··· Brano
Sappiamo tutti come funziona, ormai. Esce una notizia, una qualsiasi notizia, e di colpo si scatena l’inferno. Tutti, ma proprio tutti tutti si sentono in diritto se non addirittura in dovere di dire la propria. E per una ragione che sfugge a ogni logica, la stragrande maggioranza di questi tutti, nel momento in cui si senti in diritto o dovere di dire la propria, eccoti che dice qualcosa di sgradevole, di aggressivo, di tremendo. Questo su qualsiasi argomento, ogni giorno, ogni ora.
Così succede che va di scena Sanremo Giovani e la gente inizia a mordere il freno. Solo che, siccome alla gente, in genere, di Sanremo Giovani non frega nulla, eccoti che si scatena sui BIG.
······
Consegna 1
Riassumi il brano in due frasi.
Consegna 2
Estrai dal brano il testo che va da "Sappiamo tutti come" a "giorno, ogni ora.".
Per questa parte le voci non servono.
··· Estratto dei dati
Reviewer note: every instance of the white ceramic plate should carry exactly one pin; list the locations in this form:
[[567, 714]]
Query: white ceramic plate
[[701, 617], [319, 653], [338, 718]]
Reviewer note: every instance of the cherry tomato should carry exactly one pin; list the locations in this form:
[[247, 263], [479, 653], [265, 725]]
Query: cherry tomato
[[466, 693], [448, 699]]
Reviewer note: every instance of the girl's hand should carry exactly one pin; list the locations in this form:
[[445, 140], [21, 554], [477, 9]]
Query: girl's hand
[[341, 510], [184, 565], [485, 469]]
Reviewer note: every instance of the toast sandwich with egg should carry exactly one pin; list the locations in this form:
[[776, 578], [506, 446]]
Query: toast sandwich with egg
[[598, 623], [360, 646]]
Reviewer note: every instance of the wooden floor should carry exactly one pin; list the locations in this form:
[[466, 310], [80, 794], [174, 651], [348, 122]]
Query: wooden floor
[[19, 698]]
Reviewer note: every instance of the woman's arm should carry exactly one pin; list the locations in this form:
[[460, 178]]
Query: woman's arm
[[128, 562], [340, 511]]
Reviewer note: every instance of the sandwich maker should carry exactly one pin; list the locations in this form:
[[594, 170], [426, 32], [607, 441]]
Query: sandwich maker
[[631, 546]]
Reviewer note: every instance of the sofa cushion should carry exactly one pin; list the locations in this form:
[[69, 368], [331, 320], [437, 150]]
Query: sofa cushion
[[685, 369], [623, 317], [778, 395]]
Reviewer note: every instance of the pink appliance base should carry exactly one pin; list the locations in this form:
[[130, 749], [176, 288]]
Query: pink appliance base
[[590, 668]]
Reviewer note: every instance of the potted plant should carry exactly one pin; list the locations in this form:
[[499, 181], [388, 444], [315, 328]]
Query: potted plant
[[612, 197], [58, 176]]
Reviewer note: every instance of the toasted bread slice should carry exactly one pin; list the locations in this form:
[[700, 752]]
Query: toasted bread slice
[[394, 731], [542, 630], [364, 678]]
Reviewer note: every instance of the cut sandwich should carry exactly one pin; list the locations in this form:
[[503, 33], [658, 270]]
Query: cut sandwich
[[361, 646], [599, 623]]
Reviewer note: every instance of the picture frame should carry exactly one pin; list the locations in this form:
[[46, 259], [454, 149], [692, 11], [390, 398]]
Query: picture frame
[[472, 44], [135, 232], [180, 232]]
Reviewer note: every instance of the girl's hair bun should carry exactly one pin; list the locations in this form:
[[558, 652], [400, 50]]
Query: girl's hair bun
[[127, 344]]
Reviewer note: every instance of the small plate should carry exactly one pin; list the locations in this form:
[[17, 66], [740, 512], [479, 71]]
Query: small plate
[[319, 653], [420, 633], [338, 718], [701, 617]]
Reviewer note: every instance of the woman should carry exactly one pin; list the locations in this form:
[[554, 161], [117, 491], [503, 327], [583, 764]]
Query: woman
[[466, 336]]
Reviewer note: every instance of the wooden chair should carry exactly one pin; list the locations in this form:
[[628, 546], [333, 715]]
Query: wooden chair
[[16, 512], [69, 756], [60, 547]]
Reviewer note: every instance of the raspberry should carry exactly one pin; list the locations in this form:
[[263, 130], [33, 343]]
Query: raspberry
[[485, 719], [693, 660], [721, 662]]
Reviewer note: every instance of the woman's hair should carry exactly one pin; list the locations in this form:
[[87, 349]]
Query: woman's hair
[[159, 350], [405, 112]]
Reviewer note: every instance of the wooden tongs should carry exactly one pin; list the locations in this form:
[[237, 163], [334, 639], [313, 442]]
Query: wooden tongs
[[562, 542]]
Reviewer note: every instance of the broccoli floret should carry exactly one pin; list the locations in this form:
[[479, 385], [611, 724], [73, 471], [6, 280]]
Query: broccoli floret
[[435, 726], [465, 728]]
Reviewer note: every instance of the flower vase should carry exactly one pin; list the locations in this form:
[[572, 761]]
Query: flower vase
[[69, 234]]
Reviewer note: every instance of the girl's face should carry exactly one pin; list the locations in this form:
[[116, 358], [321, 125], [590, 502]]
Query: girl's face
······
Svolgimento 1
Quando esce una notizia qualsiasi, quasi tutti si sentono in diritto o in dovere di dire la propria e, per lo più, dicono qualcosa di sgradevole o aggressivo, su qualsiasi argomento e a ogni ora. Così, quando va in scena Sanremo Giovani, la gente comincia ad agitarsi ma, poiché di quella gara in genere non le importa nulla, si scatena sui BIG.

Svolgimento 2
Sappiamo tutti come funziona, ormai. Esce una notizia, una qualsiasi notizia, e di colpo si scatena l’inferno. Tutti, ma proprio tutti tutti si sentono in diritto se non addirittura in dovere di dire la propria. E per una ragione che sfugge a ogni logica, la stragrande maggioranza di questi tutti, nel momento in cui si senti in diritto o dovere di dire la propria, eccoti che dice qualcosa di sgradevole, di aggressivo, di tremendo. Questo su qualsiasi argomento, ogni giorno, ogni ora.